*TASK TO COMPLETE*:
Using the review of What Remains, answer the following:
1. Who directed and choreographed the production?
2. What form did Nadia Davids initially expect the work to take?
3. Roughly how many bodies did the burial ground at Prestwich Place hold?

*PAGE TEXT*:

WHAT REMAINS. Written by Nadia Davids. Directed and choreographed by Jay Pather. With Denise Newman, Faniswa Yisa, Shaun Oelf and Buhle Ngaba. Lighting by Wilhelm Disbergen. Videographer: Sanjin Muftic.

KAREN RUTTER reviews

'What Remains'

Entering the space that houses the performance of What Remains feels like setting foot in a sacred battlezone. One that sits uneasily, even angrily, between living and dead, past and present. And we assume this is the exact intention of writer Nadia Davids and director Jay Pather, to create a theatre area that evokes tension and trepidation. Although beautiful in its stark white layout, subdivided with billowing sheets, it is a place of agitation. And ultimately pain.

When writer Nadia Davids began work on what has become What Remains, she initially thought it would be a novella about Cape Town slavery, referencing the uncovering of the graveyard at Prestwich Place in Cape Town in 2003. What happened here was that a piece of land in the city centre was earmarked for development by a corporate group. But as the work started, the builders found what turned out to be a massive 18th century slave burial ground, holding nearly 3000 bodies, from babies to old people. Reactions ranged from the developers wanting to get on with the job, to heritage specialists wanting to examine the site, to activists demanding re-interment of the bones.

*GIVEN ENTRIES*:
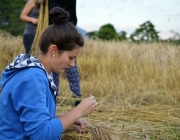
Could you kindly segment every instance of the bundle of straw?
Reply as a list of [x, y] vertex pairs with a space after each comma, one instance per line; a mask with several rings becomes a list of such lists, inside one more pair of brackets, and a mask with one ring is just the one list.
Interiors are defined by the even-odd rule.
[[[64, 133], [75, 131], [76, 126], [70, 126]], [[93, 124], [86, 127], [86, 131], [91, 133], [91, 140], [119, 140], [118, 134], [111, 127], [102, 124]]]
[[40, 4], [39, 17], [38, 17], [38, 25], [36, 30], [36, 35], [34, 37], [34, 41], [30, 50], [30, 55], [37, 56], [39, 54], [38, 43], [41, 34], [48, 27], [49, 24], [49, 8], [48, 8], [48, 0], [45, 0], [45, 3]]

*OUTPUT BELOW*:
1. Jay Pather
2. A novella about Cape Town slavery
3. Nearly 3000